• **TASK INSTRUCTIONS**
The answer should contain every record below, output exactly.

• **SUPPLIED INFORMATION**
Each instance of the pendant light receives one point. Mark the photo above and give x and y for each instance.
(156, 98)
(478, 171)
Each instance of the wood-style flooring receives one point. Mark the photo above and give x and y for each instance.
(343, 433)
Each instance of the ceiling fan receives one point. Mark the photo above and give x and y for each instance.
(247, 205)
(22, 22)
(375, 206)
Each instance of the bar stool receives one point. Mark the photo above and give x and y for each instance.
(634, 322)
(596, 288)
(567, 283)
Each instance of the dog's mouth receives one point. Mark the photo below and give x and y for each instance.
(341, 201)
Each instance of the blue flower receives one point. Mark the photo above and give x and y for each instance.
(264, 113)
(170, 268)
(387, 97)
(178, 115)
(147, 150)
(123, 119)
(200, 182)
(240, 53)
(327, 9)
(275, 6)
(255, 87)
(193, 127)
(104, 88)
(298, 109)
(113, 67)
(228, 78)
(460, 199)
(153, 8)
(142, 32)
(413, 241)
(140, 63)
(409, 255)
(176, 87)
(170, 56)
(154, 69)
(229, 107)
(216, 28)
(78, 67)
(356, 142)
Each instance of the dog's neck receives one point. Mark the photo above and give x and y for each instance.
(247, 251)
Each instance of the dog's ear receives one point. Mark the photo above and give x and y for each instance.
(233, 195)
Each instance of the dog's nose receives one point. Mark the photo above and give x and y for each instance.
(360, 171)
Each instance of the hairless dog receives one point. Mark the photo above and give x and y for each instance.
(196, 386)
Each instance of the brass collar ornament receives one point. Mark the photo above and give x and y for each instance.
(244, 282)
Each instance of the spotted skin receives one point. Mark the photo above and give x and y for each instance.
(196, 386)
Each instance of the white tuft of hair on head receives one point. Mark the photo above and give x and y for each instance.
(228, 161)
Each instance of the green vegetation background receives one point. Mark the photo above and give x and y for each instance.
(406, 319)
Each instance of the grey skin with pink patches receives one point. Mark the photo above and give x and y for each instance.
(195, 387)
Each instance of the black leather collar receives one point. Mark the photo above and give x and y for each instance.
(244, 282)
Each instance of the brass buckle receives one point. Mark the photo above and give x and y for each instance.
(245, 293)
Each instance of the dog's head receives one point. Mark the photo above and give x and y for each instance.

• **EXERCISE RESULT**
Each instance of the pendant light receives one point. Mark the photo above and give x and y for each instance.
(156, 98)
(478, 171)
Each instance of the wood-style flooring receives one point. Mark the photo above and give x and y for each instance.
(343, 433)
Each instance of the ceiling fan receives one point. Mark the photo above and give x and y for each instance.
(247, 205)
(22, 22)
(375, 206)
Each instance of the bar stool receives one point. Mark the photo above and give x and y for each instance.
(634, 322)
(596, 288)
(567, 283)
Each instance of the dog's mouth receives one point. Mark the photo below and give x and y for each instance.
(341, 201)
Each instance of the blue flower receives one point. Mark the photo above and give x and y for each instance.
(264, 113)
(170, 268)
(387, 97)
(178, 115)
(147, 150)
(123, 119)
(200, 182)
(240, 53)
(327, 9)
(275, 6)
(255, 87)
(193, 127)
(104, 88)
(298, 109)
(113, 67)
(228, 78)
(460, 199)
(153, 8)
(142, 32)
(413, 241)
(140, 63)
(409, 255)
(176, 87)
(170, 56)
(154, 69)
(229, 107)
(216, 28)
(78, 67)
(356, 142)
Each instance of the dog's neck receives one point. Mark the photo above and give x and y for each instance.
(247, 251)
Each instance of the dog's ear receives one point. Mark the photo above and give x and y for each instance.
(233, 195)
Each instance of the dog's nose receives one point. Mark the photo above and give x and y for each instance.
(360, 171)
Each instance of the hairless dog receives one point. Mark the photo above and give x and y for each instance.
(196, 386)
Each instance of the brass collar ornament receives one point. Mark the photo above and give x and y for each instance.
(244, 282)
Each instance of the spotted skin receives one point. Mark the photo above and give x and y for each instance.
(196, 386)
Each instance of the white tuft of hair on head receives one point. Mark the photo above and give x and y for each instance.
(228, 161)
Each instance of the green vegetation background receives one point. Mark the photo above and give x and y for each instance.
(406, 319)
Each instance of the grey skin with pink patches receives one point. Mark the photo above and give x and y for each instance.
(195, 387)
Each instance of the black leather collar receives one point. Mark the photo above and give x and y for each instance.
(244, 282)
Each instance of the brass buckle receives one point. Mark the photo above and give x and y for each instance.
(245, 293)
Each instance of the dog's head receives one point. Mark the photo above and give x and y for each instance.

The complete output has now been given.